= Problem description =
Your task is to filter the data below down to the lines holding "railing".

- - - -

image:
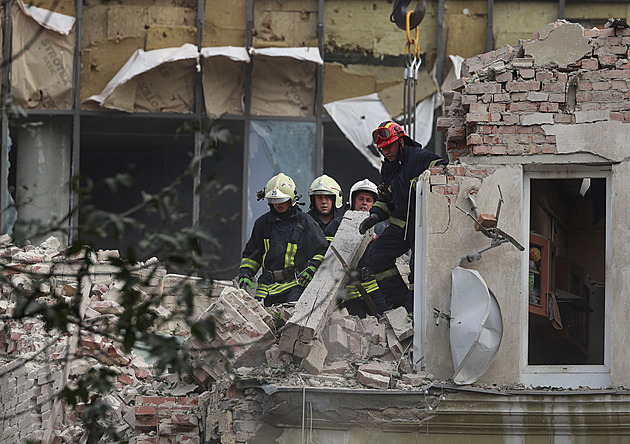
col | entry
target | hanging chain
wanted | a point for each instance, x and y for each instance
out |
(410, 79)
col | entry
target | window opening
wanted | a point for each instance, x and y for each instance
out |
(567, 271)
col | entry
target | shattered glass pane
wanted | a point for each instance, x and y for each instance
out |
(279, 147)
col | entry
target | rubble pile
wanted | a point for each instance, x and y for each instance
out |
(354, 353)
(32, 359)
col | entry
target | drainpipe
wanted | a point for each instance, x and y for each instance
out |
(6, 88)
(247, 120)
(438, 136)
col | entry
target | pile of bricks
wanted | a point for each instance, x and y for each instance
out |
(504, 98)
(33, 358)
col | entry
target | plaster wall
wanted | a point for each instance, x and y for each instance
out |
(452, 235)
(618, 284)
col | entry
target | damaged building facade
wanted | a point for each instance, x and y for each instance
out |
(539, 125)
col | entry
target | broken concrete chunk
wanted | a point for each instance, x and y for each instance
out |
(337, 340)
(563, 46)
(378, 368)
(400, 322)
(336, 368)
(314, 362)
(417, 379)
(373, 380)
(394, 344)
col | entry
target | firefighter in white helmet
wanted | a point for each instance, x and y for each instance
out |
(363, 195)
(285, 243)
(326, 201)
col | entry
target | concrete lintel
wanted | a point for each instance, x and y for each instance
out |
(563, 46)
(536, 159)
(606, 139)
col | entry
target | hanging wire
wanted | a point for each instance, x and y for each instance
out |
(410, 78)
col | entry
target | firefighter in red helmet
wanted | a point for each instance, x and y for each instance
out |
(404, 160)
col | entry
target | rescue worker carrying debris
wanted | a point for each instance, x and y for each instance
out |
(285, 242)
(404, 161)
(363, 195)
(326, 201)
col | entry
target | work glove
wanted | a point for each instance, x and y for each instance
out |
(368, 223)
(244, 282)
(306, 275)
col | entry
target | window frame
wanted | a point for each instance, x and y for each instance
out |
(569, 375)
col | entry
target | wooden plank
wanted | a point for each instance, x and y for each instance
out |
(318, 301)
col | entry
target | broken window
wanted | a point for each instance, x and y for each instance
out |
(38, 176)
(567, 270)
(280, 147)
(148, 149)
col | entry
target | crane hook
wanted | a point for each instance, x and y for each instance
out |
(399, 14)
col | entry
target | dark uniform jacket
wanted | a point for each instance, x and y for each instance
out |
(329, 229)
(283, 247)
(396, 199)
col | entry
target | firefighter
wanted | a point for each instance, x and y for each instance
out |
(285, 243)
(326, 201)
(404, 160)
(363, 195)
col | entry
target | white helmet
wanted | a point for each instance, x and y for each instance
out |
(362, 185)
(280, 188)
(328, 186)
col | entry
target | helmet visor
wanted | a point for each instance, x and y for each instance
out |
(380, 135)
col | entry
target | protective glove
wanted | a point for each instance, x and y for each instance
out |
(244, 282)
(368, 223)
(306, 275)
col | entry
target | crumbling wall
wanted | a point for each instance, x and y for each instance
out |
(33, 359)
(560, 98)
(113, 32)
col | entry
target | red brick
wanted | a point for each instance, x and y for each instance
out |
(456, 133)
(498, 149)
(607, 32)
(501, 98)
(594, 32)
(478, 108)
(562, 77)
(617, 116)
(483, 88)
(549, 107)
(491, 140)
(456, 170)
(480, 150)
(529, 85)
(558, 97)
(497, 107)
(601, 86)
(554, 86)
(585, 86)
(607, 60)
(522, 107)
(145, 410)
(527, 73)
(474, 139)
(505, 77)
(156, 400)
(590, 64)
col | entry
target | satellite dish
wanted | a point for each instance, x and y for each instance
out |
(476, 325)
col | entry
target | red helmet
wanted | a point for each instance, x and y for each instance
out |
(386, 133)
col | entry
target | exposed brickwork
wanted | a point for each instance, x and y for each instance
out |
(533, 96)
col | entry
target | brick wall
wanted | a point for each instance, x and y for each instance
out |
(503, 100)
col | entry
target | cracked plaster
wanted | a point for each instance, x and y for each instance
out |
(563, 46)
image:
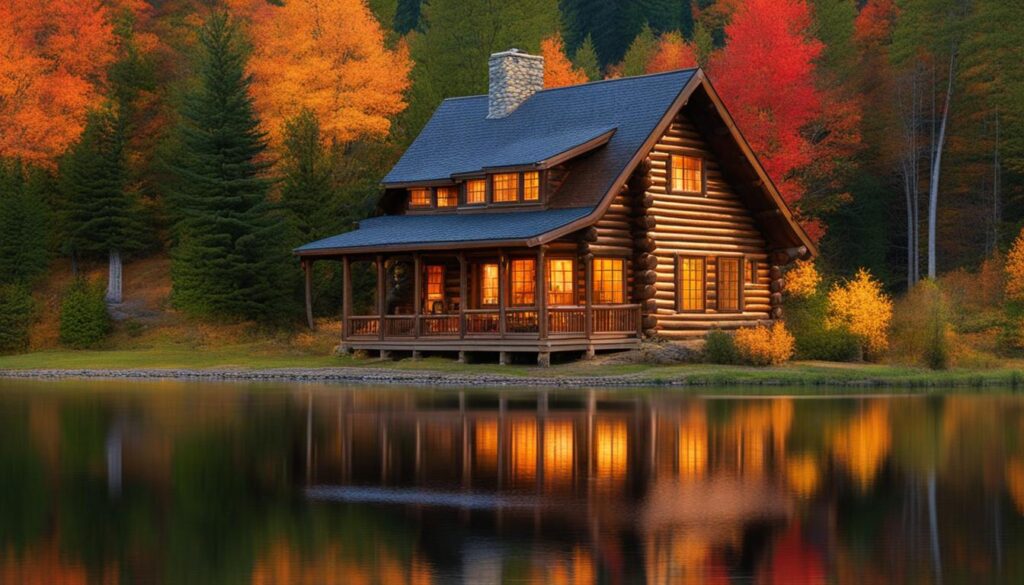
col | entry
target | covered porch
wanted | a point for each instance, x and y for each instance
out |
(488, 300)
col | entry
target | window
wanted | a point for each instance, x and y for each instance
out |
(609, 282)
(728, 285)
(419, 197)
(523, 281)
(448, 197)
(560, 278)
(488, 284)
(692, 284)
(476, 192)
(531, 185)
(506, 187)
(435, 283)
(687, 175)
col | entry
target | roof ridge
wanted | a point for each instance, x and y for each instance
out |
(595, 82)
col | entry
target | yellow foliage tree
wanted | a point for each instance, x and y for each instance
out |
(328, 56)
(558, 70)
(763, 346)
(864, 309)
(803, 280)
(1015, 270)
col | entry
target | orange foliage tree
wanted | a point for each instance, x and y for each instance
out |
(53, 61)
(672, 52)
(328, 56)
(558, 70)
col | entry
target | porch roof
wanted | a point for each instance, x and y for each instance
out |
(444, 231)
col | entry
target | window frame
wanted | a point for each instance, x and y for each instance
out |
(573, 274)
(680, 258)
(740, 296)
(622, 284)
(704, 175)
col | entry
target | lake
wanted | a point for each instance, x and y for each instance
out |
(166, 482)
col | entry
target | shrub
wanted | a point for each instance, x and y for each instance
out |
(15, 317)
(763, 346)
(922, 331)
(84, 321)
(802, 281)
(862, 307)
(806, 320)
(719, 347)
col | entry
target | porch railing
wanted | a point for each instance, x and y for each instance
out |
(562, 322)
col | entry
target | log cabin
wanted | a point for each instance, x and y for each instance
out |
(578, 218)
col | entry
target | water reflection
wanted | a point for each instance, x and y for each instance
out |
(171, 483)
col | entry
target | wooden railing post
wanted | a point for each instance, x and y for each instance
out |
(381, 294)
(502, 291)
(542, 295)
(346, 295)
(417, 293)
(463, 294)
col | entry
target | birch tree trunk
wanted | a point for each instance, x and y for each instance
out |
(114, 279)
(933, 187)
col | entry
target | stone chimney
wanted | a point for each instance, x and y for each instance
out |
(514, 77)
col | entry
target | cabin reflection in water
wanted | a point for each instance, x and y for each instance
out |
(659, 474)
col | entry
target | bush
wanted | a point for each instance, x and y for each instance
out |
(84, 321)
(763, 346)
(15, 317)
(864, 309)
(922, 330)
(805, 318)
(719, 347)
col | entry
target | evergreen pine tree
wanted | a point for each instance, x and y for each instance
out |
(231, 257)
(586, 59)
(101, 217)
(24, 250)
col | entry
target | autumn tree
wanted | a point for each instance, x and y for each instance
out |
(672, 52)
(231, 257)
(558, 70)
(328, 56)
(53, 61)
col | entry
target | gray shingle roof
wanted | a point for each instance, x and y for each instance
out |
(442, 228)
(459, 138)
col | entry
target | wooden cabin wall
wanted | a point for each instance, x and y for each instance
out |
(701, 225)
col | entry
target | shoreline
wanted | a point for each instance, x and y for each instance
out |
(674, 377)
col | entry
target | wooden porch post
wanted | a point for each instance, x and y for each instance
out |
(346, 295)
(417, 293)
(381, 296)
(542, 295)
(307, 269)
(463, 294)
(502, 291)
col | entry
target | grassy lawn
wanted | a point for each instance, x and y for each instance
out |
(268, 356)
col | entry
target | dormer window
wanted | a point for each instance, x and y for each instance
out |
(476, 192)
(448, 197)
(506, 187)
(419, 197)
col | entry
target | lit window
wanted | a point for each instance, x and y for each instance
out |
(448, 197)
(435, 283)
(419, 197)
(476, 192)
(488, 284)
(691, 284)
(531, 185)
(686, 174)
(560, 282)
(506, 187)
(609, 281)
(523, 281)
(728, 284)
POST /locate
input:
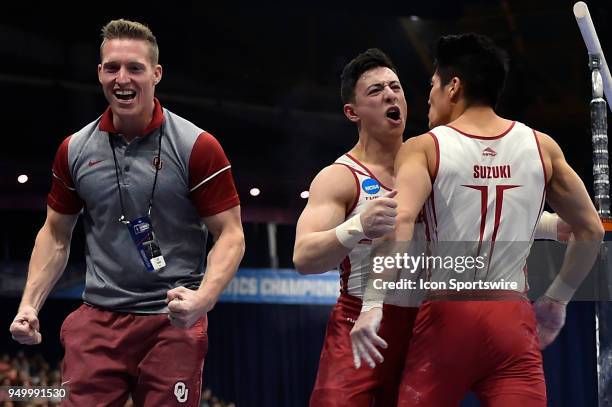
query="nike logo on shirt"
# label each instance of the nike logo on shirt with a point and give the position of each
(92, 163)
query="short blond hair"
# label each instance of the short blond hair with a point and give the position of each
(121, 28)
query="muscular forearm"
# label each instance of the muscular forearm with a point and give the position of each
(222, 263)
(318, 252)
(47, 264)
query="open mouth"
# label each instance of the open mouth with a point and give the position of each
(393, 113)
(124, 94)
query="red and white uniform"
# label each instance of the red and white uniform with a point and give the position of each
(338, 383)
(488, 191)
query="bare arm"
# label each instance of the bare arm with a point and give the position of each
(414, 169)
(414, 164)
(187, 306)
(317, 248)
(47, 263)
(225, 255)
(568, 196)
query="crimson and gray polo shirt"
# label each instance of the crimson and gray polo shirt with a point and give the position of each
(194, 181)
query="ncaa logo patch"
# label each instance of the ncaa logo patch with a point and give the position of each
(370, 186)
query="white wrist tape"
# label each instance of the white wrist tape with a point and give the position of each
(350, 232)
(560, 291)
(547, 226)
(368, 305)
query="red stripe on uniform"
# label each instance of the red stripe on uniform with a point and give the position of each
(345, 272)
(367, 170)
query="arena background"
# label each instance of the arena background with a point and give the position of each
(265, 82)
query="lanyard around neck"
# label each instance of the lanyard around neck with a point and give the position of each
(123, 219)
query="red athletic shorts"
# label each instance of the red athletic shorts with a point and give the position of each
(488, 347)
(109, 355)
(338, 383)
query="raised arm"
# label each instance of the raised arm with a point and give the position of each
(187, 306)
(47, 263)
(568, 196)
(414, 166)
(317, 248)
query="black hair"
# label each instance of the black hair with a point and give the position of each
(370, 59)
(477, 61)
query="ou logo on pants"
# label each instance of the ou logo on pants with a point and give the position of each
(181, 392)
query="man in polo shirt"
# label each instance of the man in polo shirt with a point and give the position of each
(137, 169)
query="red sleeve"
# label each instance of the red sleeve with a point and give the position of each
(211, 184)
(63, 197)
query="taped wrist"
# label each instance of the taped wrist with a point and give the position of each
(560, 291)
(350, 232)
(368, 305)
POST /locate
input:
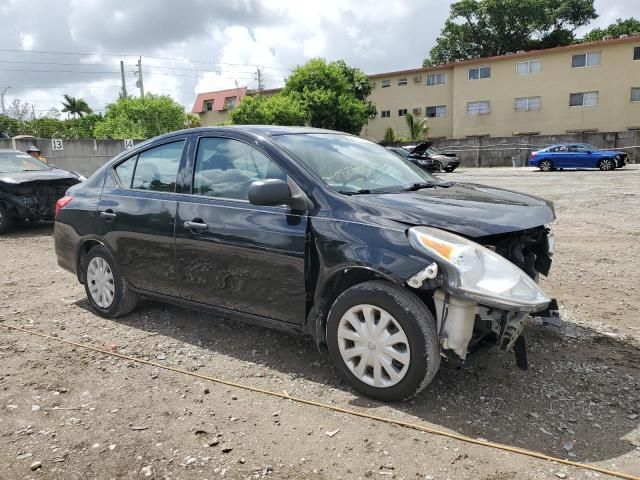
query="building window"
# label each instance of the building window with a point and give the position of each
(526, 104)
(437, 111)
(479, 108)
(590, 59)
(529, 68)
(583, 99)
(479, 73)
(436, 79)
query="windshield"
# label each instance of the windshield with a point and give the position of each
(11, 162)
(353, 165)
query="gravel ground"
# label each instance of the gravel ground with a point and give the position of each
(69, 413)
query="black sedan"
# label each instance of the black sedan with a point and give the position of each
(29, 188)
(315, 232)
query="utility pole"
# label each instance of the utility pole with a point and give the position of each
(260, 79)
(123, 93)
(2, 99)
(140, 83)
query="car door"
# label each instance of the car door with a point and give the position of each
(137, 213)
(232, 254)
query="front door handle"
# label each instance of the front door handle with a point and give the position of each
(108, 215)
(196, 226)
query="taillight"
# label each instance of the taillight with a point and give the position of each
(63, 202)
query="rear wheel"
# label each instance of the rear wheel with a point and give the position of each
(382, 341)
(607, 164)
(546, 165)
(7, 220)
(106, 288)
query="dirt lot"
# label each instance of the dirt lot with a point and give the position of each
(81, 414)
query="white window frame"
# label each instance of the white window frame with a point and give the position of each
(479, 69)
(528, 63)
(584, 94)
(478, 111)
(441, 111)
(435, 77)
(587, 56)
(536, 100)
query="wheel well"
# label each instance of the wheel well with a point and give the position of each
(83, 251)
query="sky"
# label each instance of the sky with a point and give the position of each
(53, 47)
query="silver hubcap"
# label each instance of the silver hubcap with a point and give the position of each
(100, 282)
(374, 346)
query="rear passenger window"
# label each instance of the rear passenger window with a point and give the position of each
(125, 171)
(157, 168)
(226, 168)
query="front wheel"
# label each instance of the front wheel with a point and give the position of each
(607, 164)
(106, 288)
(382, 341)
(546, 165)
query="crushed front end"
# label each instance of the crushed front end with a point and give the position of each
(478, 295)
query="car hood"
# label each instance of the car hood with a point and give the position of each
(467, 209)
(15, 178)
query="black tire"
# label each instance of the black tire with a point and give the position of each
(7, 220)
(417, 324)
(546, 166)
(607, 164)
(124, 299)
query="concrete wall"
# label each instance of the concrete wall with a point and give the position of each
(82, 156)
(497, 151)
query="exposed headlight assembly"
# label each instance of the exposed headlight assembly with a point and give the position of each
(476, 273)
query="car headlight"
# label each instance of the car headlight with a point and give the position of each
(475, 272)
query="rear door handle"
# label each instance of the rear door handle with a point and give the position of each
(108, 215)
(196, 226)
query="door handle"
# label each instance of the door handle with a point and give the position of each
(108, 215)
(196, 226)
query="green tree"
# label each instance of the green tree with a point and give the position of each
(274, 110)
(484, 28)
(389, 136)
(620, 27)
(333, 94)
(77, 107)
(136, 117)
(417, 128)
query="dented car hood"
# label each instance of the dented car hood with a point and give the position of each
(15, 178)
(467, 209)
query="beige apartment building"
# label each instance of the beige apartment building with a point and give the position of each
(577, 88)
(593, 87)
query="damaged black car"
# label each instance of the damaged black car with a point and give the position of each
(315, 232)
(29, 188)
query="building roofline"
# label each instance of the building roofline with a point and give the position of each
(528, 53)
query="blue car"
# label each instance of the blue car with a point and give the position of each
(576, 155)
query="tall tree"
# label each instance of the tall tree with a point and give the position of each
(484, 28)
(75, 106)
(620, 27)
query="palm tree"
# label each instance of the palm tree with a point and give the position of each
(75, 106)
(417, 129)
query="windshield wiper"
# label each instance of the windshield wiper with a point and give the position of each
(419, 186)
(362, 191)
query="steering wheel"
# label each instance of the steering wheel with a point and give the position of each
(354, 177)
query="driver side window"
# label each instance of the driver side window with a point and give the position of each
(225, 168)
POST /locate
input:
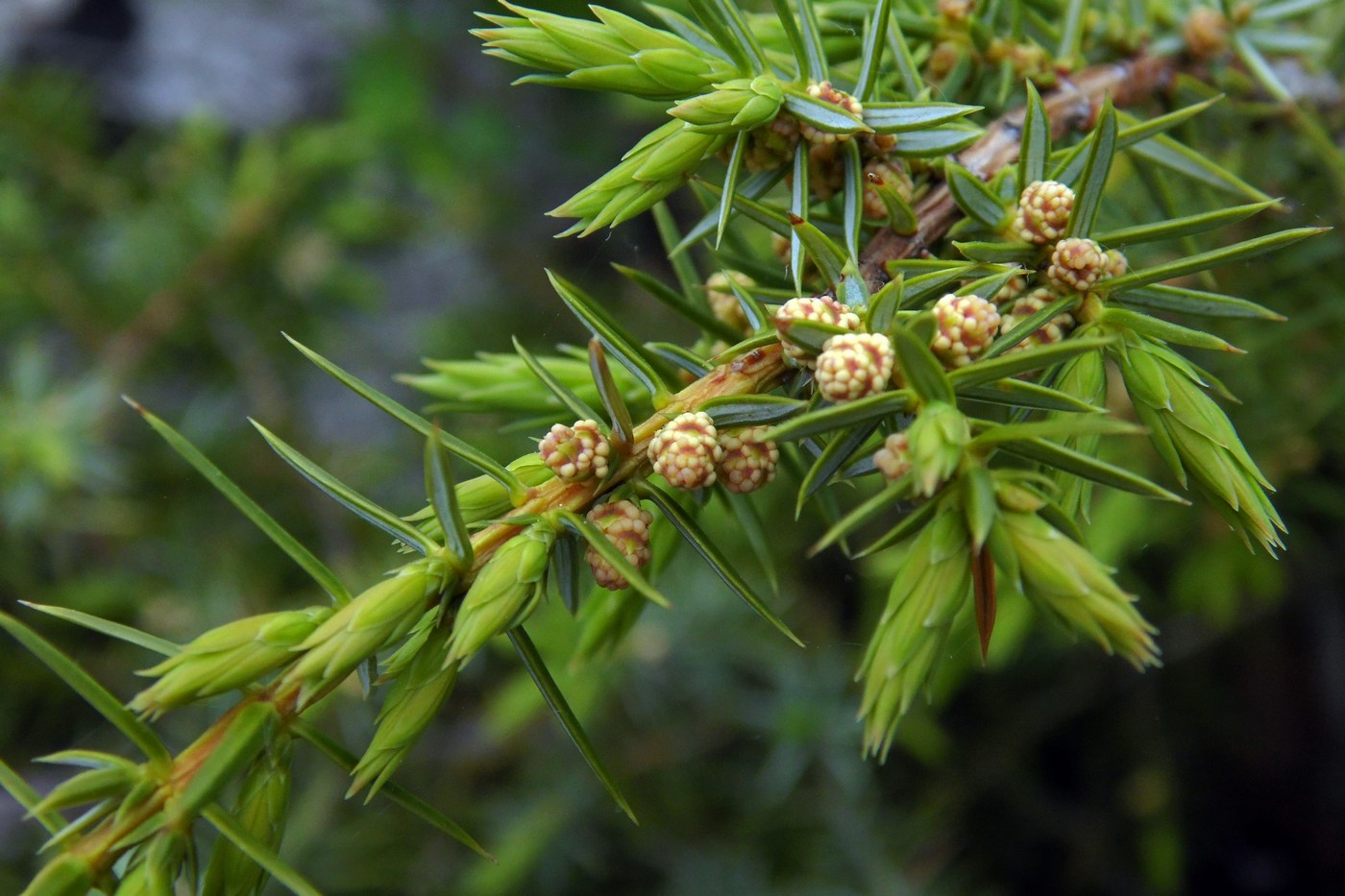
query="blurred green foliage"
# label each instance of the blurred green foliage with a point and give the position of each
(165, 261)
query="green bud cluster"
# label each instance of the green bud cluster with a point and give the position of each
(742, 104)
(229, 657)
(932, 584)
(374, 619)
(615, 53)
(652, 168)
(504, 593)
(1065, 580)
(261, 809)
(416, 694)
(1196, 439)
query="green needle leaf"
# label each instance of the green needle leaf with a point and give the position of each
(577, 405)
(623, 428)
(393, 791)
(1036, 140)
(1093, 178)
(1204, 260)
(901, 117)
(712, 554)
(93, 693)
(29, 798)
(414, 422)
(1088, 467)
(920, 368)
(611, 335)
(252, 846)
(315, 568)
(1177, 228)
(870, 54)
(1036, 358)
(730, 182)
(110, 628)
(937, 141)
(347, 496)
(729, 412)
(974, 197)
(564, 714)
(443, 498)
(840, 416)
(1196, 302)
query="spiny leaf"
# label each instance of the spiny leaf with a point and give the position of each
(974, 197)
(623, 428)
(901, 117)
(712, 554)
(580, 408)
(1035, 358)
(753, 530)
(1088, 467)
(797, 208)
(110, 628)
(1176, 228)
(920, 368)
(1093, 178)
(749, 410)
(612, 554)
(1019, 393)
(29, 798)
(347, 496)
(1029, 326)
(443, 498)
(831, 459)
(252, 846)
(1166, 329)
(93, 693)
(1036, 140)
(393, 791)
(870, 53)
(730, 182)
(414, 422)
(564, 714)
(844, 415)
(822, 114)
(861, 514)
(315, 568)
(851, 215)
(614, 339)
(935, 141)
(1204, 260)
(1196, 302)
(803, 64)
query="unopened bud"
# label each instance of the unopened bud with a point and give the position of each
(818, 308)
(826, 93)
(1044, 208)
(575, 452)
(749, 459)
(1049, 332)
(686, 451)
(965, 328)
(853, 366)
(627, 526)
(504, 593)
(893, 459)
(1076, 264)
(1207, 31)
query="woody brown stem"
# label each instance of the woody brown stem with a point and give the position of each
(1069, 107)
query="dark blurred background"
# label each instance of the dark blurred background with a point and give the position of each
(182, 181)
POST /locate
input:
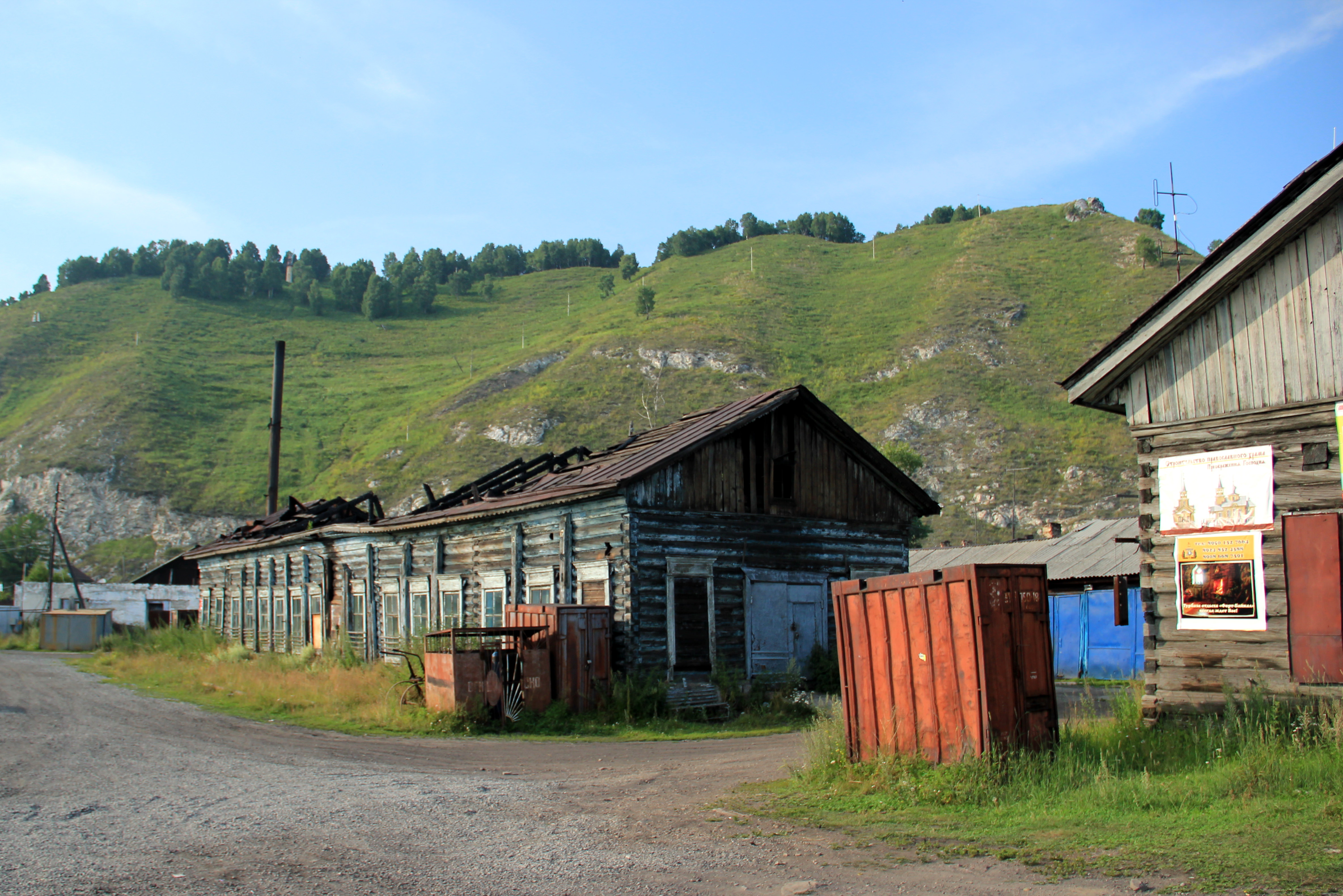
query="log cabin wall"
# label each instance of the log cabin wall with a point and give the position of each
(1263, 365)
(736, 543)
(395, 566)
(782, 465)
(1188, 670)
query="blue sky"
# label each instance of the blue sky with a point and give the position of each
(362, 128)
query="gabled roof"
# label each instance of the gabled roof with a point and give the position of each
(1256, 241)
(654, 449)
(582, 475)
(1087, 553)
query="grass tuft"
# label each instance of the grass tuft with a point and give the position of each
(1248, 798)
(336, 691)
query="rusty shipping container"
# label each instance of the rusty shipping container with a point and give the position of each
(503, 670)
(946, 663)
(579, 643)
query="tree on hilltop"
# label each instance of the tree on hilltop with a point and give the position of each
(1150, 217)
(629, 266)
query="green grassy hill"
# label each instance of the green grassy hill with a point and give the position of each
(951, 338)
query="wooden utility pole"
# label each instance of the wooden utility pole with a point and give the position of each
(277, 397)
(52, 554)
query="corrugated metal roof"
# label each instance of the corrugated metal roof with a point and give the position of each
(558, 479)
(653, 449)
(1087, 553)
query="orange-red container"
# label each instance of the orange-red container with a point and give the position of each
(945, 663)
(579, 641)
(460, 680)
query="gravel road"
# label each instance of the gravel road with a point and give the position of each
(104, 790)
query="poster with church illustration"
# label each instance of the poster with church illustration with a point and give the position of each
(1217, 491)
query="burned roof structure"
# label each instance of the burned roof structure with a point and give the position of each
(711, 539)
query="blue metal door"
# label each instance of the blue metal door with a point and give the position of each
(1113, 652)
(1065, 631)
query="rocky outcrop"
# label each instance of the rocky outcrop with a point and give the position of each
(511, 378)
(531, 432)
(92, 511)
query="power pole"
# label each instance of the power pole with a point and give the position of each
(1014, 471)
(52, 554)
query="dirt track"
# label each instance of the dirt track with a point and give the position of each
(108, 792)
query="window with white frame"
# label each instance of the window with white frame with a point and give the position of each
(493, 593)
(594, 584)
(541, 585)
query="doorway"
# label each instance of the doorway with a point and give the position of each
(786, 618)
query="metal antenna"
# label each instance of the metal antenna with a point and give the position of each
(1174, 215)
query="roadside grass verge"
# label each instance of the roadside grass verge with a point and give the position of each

- - - -

= Answer below =
target | porch railing
target | wooden railing post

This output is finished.